▶ _Exercise requirements_
Report the number of lines in the entries below that contain the word "every". Give only that number.

▶ _Material_
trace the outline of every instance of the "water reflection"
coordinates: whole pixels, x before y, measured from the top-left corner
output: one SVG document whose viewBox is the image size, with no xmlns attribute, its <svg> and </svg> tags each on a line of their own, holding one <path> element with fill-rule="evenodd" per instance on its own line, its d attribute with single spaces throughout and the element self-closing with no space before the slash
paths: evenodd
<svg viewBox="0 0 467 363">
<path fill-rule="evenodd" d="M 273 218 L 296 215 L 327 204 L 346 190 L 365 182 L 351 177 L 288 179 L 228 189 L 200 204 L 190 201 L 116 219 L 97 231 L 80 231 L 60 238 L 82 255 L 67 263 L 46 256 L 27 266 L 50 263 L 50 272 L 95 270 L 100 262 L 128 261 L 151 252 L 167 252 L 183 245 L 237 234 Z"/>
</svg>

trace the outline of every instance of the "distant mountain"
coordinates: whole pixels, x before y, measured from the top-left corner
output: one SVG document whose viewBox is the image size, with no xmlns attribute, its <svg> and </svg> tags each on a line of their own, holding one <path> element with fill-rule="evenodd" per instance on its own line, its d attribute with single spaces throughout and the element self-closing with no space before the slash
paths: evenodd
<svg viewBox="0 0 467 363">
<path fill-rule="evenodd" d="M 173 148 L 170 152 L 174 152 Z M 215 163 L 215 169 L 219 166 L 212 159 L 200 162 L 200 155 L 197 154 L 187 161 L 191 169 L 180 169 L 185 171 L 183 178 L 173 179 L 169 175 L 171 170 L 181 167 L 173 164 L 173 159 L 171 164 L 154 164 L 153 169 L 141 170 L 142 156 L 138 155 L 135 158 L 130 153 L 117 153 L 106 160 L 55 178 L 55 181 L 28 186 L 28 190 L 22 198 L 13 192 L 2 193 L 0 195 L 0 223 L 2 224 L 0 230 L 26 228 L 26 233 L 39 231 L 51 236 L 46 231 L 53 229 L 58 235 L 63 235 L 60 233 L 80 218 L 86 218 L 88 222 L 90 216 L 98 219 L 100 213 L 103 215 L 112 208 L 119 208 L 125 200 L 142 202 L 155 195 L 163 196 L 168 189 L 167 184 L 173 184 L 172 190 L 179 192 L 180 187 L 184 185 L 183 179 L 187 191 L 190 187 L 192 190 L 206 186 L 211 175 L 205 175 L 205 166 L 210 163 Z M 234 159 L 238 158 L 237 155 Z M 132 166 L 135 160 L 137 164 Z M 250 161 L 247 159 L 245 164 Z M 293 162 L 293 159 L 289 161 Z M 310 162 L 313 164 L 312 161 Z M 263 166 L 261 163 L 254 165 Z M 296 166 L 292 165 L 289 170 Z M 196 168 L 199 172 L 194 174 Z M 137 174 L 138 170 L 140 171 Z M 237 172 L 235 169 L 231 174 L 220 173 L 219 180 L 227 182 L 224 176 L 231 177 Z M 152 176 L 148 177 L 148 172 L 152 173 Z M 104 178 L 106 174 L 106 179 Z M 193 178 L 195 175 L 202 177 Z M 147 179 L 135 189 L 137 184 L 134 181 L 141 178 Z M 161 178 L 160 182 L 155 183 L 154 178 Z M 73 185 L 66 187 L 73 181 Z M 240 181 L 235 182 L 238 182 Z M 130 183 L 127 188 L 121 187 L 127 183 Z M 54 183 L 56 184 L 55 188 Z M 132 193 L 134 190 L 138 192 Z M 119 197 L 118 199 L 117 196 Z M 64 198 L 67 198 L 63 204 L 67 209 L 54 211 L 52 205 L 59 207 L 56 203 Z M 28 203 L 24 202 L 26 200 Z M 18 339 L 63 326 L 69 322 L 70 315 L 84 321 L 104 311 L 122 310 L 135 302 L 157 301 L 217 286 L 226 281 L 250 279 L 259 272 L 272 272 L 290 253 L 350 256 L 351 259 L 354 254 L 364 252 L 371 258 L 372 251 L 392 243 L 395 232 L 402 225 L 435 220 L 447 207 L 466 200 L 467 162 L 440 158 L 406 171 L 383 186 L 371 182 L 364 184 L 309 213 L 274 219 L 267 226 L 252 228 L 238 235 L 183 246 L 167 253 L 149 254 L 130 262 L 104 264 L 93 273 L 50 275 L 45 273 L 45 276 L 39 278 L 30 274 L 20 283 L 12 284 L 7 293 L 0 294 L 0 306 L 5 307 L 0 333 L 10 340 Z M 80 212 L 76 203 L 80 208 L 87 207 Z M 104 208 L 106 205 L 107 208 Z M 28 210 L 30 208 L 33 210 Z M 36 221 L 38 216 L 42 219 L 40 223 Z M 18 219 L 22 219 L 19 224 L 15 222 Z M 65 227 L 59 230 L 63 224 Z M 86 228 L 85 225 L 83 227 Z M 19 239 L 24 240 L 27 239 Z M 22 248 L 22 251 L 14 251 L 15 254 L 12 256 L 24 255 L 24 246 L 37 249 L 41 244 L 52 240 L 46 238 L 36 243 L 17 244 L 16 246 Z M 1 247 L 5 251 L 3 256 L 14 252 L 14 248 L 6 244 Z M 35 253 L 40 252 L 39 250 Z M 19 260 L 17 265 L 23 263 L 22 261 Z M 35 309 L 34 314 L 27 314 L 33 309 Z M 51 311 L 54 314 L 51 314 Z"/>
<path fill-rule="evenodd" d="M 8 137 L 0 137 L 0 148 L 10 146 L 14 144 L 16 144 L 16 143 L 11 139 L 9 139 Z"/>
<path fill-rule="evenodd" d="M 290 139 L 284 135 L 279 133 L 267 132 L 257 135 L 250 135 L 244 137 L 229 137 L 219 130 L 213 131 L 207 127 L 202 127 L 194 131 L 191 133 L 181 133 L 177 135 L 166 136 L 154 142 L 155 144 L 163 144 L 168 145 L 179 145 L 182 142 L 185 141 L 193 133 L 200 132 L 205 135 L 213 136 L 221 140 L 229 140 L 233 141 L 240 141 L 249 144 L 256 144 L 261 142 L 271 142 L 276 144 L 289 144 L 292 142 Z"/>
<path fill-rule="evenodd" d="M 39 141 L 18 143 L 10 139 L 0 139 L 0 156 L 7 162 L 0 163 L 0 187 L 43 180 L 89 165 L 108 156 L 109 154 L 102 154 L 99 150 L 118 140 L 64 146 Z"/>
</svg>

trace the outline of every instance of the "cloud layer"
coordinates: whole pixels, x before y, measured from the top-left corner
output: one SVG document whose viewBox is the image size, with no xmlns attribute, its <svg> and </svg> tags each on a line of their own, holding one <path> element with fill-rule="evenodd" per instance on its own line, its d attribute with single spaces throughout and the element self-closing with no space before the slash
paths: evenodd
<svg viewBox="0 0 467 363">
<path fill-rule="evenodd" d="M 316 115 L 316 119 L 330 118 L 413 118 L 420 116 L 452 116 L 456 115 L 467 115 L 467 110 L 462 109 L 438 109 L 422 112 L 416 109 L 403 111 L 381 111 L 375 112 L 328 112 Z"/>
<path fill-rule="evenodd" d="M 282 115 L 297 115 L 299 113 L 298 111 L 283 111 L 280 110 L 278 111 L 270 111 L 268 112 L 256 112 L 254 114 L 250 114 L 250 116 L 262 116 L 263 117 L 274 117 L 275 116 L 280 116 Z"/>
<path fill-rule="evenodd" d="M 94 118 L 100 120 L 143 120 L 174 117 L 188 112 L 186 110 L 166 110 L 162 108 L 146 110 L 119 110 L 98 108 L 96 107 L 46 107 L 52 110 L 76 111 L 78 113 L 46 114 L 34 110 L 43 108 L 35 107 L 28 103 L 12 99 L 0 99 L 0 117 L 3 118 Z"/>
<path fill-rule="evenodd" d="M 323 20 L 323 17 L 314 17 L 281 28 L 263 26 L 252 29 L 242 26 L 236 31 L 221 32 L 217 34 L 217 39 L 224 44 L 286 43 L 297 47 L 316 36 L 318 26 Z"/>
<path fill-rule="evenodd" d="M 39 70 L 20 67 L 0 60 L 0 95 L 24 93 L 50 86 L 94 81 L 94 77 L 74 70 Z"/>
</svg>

▶ _Finished answer_
3